**Testo fornito:**
---+---

Roma. L’eclissi oscura il Sole in una torrida giornata d’estate. È il presagio del buio che avvolge Diana (Ilenia Pastorelli) quando un serial killer la sceglie come preda. La giovane escort, per sfuggire al suo aggressore, va a schiantarsi contro una macchina, perdendo la vista. Dallo choc Diana riemerge decisa a combattere per la sua sopravvivenza, ma non è più sola. A difenderla e a vedere per lei adesso ci sono Nerea, il suo cane lupo tedesco e il piccolo Chin (Xinyu Zhang), sopravvissuto all’incidente. Il bambino cinese con i suoi grandi occhi, la voce dolce dall’accento straniero, il carattere di un ometto indipendente e indifeso allo stesso tempo, la accompagnerà nella fuga. Ossessionati dal sangue che li circonda, saranno uniti dalla paura e dalla disperata ricerca di una via di scampo, perché l’assassino non vuole rinunciare alle sue prede. Chi si salverà?
Occhiali neri, presentato nella sezione Berlinale Special Gala del Festival di Berlino 2022, segna il ritorno dietro la macchina da presa di Dario Argento a dieci anni di distanza da Dracula 3D ed è un’operazione di riesumazione di toni e atmosfere da parte del grande maestro del thriller italiano degli anni ’70 e ’80, oltre che un evidente ripristino dell’idea di film di tensione che lo rese celebre. Il suo ventesimo titolo in filmografia arriva dopo diversi decenni di film appannati e stantii, unanimemente considerati non all’altezza del talento incendiario di un irripetibile creatore di angosce cinematografiche. Ed è un lungometraggio che, pur senza avvicinarsi ovviamente a quei fasti, non può che suscitare affetto e interesse, specie per i cultori della materia argentiana, che qui, per la gioia dei fan, torna finalmente a battere cassa, a imporre il suo marchio, a farsi sentire tangibilmente.

---+---

**Dati forniti:**
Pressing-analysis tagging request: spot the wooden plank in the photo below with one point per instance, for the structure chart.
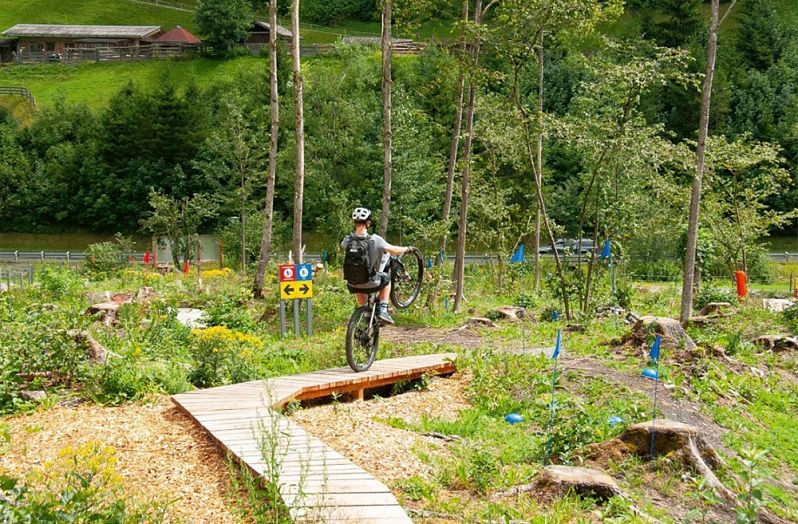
(317, 482)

---+---

**Cosa fare:** Cita parola per parola dal testo sul film Occhiali neri il brano che inizia da "Roma. L’eclissi oscura" e termina con "Chi si salverà?".

**La risposta:**
Roma. L’eclissi oscura il Sole in una torrida giornata d’estate. È il presagio del buio che avvolge Diana (Ilenia Pastorelli) quando un serial killer la sceglie come preda. La giovane escort, per sfuggire al suo aggressore, va a schiantarsi contro una macchina, perdendo la vista. Dallo choc Diana riemerge decisa a combattere per la sua sopravvivenza, ma non è più sola. A difenderla e a vedere per lei adesso ci sono Nerea, il suo cane lupo tedesco e il piccolo Chin (Xinyu Zhang), sopravvissuto all’incidente. Il bambino cinese con i suoi grandi occhi, la voce dolce dall’accento straniero, il carattere di un ometto indipendente e indifeso allo stesso tempo, la accompagnerà nella fuga. Ossessionati dal sangue che li circonda, saranno uniti dalla paura e dalla disperata ricerca di una via di scampo, perché l’assassino non vuole rinunciare alle sue prede. Chi si salverà?